▶ _TEKS YANG DITAMPILKAN_

════════

Ketiga Kali Tersangka, Akar Masalahnya Ada di Tata Kelola Anggaran

Kondisi bangunan terbengkalai bekas pasar cinde, Palembang Sumatera Selatan, Jumat (10/05/2025). (Foto Nabil Putrawardana.)

Oleh: Elizabeth Kusrini*

KABAR tentang penetapan Alex Noerdin kembali sebagai tersangka dalam kasus korupsi pembangunan Pasar Cinde di Palembang menyita perhatian publik. Ini merupakan ketiga kalinya mantan Gubernur Sumatera Selatan tersebut menjadi tersangka kasus korupsi, setelah sebelumnya terjerat dalam perkara Masjid Raya Sriwijaya dan distribusi gas bumi.

Pertanyaan penting yang perlu diajukan bukan hanya mengapa Alex kembali tersandung kasus hukum, melainkan mengapa proyek publik dengan nilai hampir Rp1 triliun bisa gagal total, merugikan warga, dan lolos dari pengawasan sejak awal? Jawabannya terletak pada keroposnya tata kelola anggaran dan lemahnya akuntabilitas dalam pelaksanaan proyek strategis daerah.

Dua Perspektif yang Sama Penting

Dalam menyikapi kasus Pasar Cinde, penting untuk melihat dua sisi secara berimbang. Di satu sisi, penegakan hukum oleh Kejaksaan Tinggi Sumatera Selatan perlu diapresiasi.

Baca Juga:

Penetapan tersangka terhadap empat orang, termasuk Alex Noerdin, serta pemeriksaan terhadap lebih dari 70 saksi menunjukkan komitmen serius untuk menuntaskan kasus ini. Transparansi dan kecepatan proses hukum menjadi kunci untuk menjaga kepercayaan publik.

Di sisi lain, kita tidak bisa mengabaikan dampak nyata dari kegagalan proyek ini bagi warga. Sejak pasar ditutup dan dibongkar pada 2018, ratusan pedagang kehilangan tempat berjualan.

Pusat ekonomi rakyat ini berubah menjadi lahan mangkrak, dan nilai cagar budaya yang terkandung dalam bangunan asli pasar hilang tak berbekas. Publik mengalami kerugian ekonomi dan sosial yang jauh lebih besar dari sekadar angka dalam laporan audit.

Tata Kelola Proyek yang Bermasalah

Pasar Cinde dibangun dengan skema bangun-guna-serah (BGS), sebuah mekanisme yang sebenarnya memungkinkan kolaborasi antara pemerintah dan pihak swasta untuk pembangunan infrastruktur publik. Skema ini juga rentan disalahgunakan jika tidak diawasi secara ketat.

════════

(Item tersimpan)
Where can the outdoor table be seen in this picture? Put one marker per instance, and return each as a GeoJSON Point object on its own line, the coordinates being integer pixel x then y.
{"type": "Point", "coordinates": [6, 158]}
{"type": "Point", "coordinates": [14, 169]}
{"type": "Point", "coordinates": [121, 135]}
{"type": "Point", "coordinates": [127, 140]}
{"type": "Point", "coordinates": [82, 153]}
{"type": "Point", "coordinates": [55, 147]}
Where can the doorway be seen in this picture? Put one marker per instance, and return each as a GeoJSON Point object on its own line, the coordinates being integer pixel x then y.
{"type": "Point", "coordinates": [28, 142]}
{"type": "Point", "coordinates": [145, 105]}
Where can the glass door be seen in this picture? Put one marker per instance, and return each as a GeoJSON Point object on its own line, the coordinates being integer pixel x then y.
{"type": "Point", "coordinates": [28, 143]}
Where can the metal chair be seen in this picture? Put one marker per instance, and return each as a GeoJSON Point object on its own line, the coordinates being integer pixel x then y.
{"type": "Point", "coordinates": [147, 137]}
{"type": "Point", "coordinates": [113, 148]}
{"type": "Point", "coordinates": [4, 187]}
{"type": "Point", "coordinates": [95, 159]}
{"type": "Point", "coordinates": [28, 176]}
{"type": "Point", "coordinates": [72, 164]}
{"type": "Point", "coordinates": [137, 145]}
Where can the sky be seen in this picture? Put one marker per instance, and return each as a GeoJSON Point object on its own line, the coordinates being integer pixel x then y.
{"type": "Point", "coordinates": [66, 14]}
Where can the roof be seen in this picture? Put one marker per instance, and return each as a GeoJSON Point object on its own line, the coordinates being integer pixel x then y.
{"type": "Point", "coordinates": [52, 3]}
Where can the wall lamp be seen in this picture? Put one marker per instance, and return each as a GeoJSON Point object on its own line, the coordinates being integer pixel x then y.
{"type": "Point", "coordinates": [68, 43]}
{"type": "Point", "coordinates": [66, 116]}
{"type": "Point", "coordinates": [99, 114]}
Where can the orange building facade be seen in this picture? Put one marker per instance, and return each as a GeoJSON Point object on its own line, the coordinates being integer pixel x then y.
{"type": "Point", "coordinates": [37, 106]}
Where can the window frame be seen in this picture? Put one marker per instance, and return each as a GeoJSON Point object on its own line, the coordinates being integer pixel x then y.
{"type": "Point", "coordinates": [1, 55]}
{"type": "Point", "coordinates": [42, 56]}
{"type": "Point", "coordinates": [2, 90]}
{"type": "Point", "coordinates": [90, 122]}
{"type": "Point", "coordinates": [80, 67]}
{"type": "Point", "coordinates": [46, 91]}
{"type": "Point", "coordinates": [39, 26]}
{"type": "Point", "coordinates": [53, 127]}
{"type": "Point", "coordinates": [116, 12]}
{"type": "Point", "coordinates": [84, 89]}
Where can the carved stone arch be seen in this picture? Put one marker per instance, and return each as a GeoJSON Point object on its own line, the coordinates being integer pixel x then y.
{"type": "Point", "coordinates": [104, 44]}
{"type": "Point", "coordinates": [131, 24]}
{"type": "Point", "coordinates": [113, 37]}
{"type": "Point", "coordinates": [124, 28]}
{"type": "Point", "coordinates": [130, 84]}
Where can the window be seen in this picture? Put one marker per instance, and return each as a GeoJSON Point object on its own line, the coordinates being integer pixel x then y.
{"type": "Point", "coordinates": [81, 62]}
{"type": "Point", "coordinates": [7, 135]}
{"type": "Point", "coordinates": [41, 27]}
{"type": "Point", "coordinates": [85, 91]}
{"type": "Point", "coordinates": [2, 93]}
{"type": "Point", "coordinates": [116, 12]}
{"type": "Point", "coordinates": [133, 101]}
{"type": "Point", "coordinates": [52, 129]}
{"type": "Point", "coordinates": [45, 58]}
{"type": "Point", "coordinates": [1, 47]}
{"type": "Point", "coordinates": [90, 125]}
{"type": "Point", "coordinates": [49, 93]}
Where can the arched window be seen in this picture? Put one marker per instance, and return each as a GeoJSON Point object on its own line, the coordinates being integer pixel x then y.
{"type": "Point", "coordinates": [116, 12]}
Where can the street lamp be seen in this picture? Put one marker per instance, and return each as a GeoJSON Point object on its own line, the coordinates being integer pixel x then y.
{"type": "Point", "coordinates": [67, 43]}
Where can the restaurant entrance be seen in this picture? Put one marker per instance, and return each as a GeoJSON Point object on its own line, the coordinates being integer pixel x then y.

════════

▶ _PETUNJUK_
[1] Tirukan persis bagian artikel tentang kasus Pasar Cinde yang dibuka dengan kata-kata yang memuat "Dalam menyikapi kasus" dan ditutup dengan "Selatan perlu diapresiasi.".
[2] Gandakan persis baris-baris entri mulai dari baris yang memuat "Where can the window be" hingga akhir entri, termasuk kedua ujungnya.

▶ _SEBAGAI TANGGAPAN_
[1]
Dalam menyikapi kasus Pasar Cinde, penting untuk melihat dua sisi secara berimbang. Di satu sisi, penegakan hukum oleh Kejaksaan Tinggi Sumatera Selatan perlu diapresiasi.

[2]
Where can the window be seen in this picture? Put one marker per instance, and return each as a GeoJSON Point object on its own line, the coordinates being integer pixel x then y.
{"type": "Point", "coordinates": [81, 62]}
{"type": "Point", "coordinates": [7, 135]}
{"type": "Point", "coordinates": [41, 27]}
{"type": "Point", "coordinates": [85, 91]}
{"type": "Point", "coordinates": [2, 93]}
{"type": "Point", "coordinates": [116, 12]}
{"type": "Point", "coordinates": [133, 101]}
{"type": "Point", "coordinates": [52, 129]}
{"type": "Point", "coordinates": [45, 58]}
{"type": "Point", "coordinates": [1, 47]}
{"type": "Point", "coordinates": [90, 125]}
{"type": "Point", "coordinates": [49, 93]}
Where can the arched window be seen in this picture? Put one marker per instance, and return each as a GeoJSON Point object on its own line, the coordinates being integer pixel x then y.
{"type": "Point", "coordinates": [116, 12]}
Where can the street lamp be seen in this picture? Put one marker per instance, and return each as a GeoJSON Point object on its own line, the coordinates being integer pixel x then y.
{"type": "Point", "coordinates": [67, 43]}
Where can the restaurant entrance be seen in this picture? Put one marker per instance, and return each as a GeoJSON Point object on its own line, the coordinates being integer pixel x then y.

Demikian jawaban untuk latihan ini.